> _Written instruction_
Present every line of the material below as a Markdown table with the columns Row and Line. Number the rows in order and leave out blank lines.

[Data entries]
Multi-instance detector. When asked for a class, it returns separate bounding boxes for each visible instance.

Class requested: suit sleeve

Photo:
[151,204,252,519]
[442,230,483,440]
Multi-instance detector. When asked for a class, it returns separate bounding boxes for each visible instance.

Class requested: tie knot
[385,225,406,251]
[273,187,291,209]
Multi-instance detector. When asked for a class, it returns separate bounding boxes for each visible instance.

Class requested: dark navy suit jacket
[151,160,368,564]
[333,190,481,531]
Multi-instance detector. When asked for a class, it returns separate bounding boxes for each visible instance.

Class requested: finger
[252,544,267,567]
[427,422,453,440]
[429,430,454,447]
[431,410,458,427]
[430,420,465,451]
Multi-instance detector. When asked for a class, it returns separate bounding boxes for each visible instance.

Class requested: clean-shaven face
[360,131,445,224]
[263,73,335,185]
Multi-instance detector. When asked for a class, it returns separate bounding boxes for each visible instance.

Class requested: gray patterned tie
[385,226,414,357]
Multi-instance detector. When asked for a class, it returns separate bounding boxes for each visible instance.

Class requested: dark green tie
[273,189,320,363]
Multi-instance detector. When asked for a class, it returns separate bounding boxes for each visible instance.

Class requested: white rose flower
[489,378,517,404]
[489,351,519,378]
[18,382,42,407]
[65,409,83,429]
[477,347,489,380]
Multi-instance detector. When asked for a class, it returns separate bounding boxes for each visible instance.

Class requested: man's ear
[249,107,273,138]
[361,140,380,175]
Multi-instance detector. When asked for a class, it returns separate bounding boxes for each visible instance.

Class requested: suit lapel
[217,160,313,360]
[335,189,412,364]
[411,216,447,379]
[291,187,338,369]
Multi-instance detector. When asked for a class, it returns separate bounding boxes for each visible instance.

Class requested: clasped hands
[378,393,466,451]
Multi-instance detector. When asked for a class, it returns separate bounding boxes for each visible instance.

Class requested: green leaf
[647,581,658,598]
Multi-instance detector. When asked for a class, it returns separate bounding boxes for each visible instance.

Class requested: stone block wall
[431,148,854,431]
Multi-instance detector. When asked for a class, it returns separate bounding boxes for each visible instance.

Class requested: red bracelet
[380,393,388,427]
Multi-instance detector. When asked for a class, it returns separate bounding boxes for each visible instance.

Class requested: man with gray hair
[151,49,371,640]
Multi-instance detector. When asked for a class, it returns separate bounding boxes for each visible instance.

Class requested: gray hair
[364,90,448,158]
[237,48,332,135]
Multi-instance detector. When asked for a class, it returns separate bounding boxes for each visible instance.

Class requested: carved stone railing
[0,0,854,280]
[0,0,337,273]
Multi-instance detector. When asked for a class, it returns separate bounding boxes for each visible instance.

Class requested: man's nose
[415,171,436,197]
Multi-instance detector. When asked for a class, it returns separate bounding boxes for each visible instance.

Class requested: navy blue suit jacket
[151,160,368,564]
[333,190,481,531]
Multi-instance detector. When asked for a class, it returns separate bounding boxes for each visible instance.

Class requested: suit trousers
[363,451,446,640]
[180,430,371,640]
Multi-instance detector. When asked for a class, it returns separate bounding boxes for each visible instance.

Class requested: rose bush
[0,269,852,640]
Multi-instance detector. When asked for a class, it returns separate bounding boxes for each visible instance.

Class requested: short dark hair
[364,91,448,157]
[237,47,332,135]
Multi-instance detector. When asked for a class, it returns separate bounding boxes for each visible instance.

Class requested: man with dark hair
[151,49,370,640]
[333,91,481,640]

> _Answer for the task_
| Row | Line |
|---|---|
| 1 | Multi-instance detector. When asked for a class, it returns separate bounding boxes for each visible instance. |
| 2 | Class requested: suit sleeve |
| 3 | Photo: |
| 4 | [151,204,252,519] |
| 5 | [442,230,483,440] |
| 6 | Multi-instance detector. When asked for a class, it returns separate bounding boxes for each visible instance. |
| 7 | Class requested: tie knot |
| 8 | [385,225,406,251] |
| 9 | [273,187,291,209] |
| 10 | Multi-instance detector. When asked for a class, it returns separate bounding boxes for each visible instance. |
| 11 | Class requested: dark navy suit jacket |
| 12 | [151,160,368,564] |
| 13 | [333,190,481,531] |
| 14 | Multi-instance detector. When asked for a class, it returns separate bounding boxes for each visible instance. |
| 15 | Class requested: finger |
| 16 | [252,544,267,567] |
| 17 | [427,422,453,440] |
| 18 | [429,430,454,447] |
| 19 | [431,410,458,427] |
| 20 | [430,420,465,451] |
| 21 | Multi-instance detector. When asked for a class, it returns separate bounding boxes for each visible instance. |
| 22 | Class requested: clean-shaven face |
| 23 | [360,131,445,224] |
| 24 | [263,73,335,185] |
| 25 | Multi-instance detector. When asked for a class, it returns separate bounding boxes for each visible instance. |
| 26 | Class requested: gray patterned tie |
| 27 | [385,226,414,357] |
| 28 | Multi-instance detector. When asked for a class, it returns separate bounding boxes for each visible instance. |
| 29 | Class requested: dark green tie |
| 30 | [273,189,320,363] |
| 31 | Multi-instance detector. When asked for a class, it returns separate bounding boxes for each visible instance. |
| 32 | Class requested: white rose flower |
| 33 | [489,378,517,404] |
| 34 | [489,351,519,378] |
| 35 | [18,382,42,407] |
| 36 | [65,409,83,429] |
| 37 | [477,347,489,380] |
| 38 | Multi-instance detector. When asked for a class, it returns separate bounding boxes for each visible instance. |
| 39 | Class requested: man's ear |
| 40 | [249,107,273,138] |
| 41 | [361,140,380,175] |
| 42 | Multi-instance detector. When asked for a class, it returns separate bounding boxes for each visible instance. |
| 43 | Class requested: suit lapel |
| 44 | [217,160,313,360] |
| 45 | [335,189,412,364] |
| 46 | [411,216,447,379] |
| 47 | [291,187,338,369] |
| 48 | Multi-instance detector. When asked for a class, it returns separate bounding boxes for each visible instance. |
| 49 | Class requested: clasped hands |
| 50 | [378,393,466,451] |
| 51 | Multi-instance detector. When asked for a class, it returns separate bounding boxes for each visible instance. |
| 52 | Class requested: green leaf |
| 53 | [647,581,658,598] |
| 54 | Multi-instance detector. When asked for a class, it returns separate bounding boxes for each visible instance. |
| 55 | Class requested: stone block wall |
| 56 | [431,148,854,431] |
| 57 | Multi-instance detector. When asked for a class, it returns separate bounding boxes for each visible instance. |
| 58 | Class requested: red bracelet |
| 59 | [380,393,388,427] |
| 60 | Multi-instance detector. When asked for a class, it returns separate bounding boxes for each visible instance. |
| 61 | Class requested: man with gray hair |
| 62 | [151,49,371,640] |
| 63 | Multi-instance detector. When asked for a class, it returns separate bounding boxes for each visible instance. |
| 64 | Class requested: gray hair |
| 65 | [364,90,448,158] |
| 66 | [237,48,332,135] |
| 67 | Multi-instance detector. When asked for a class, it returns separate bounding boxes for each visible instance. |
| 68 | Class requested: carved stone railing |
| 69 | [0,0,854,280] |
| 70 | [0,0,337,273] |
| 71 | Multi-instance detector. When asked for a class, it returns separate bounding boxes for each visible instance. |
| 72 | Class requested: man's nose |
| 73 | [415,171,436,197] |
| 74 | Multi-instance detector. When asked for a class, it returns separate bounding boxes for each visible instance. |
| 75 | Class requested: navy blue suit jacket |
| 76 | [151,160,368,564] |
| 77 | [333,190,481,531] |
| 78 | Multi-instance detector. When asked for a class, it returns separate bounding boxes for each visible instance. |
| 79 | Class requested: suit trousers |
| 80 | [363,451,446,640] |
| 81 | [180,430,371,640] |
| 82 | Multi-instance detector. When asked for a class, it returns separate bounding boxes for each visible instance. |
| 83 | Class requested: rose bush |
| 84 | [0,269,852,640] |
| 85 | Multi-instance detector. When asked for a class, it returns separate bounding boxes for each visible instance. |
| 86 | Class requested: short dark hair |
| 87 | [364,91,448,157] |
| 88 | [237,47,332,135] |
| 89 | Multi-instance detector. When asked for a class, it returns separate bounding boxes for each visible instance. |
| 90 | Class requested: man with dark hair |
| 91 | [151,49,370,640] |
| 92 | [333,91,481,640] |